#### [THE EXERCISE]
Write out again only the lines from the line with "Every instance of the olive" to the line with "<point>857,135</point>", both included. Scale every point coordinate in the answers by 1.3 and round to whole numbers, with halves rounded up, but keep the requests and their sample points unchanged.

#### [RECORDS FOR THE EXERCISE]

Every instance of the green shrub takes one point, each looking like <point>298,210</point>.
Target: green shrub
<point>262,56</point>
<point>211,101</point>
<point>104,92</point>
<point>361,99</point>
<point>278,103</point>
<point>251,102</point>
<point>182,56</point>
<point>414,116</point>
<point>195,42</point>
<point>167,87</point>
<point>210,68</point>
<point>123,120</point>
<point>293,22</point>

==

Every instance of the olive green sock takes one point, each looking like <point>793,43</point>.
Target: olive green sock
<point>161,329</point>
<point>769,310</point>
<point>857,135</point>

* * *

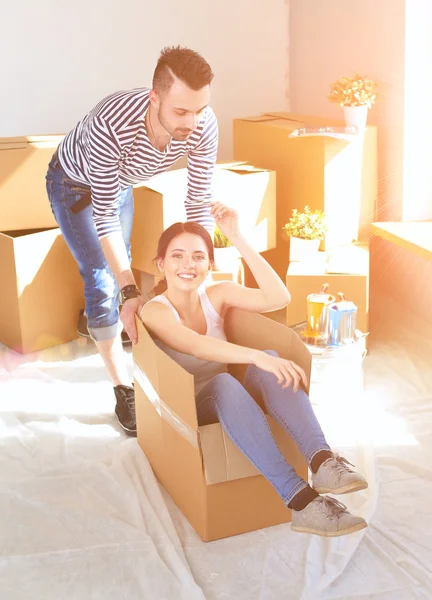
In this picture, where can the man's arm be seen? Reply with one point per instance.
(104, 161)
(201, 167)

#### [THE RESULT]
Every instance of the olive green sock takes one point, each looking like <point>793,43</point>.
Target: olive green sock
<point>209,428</point>
<point>1000,403</point>
<point>1114,176</point>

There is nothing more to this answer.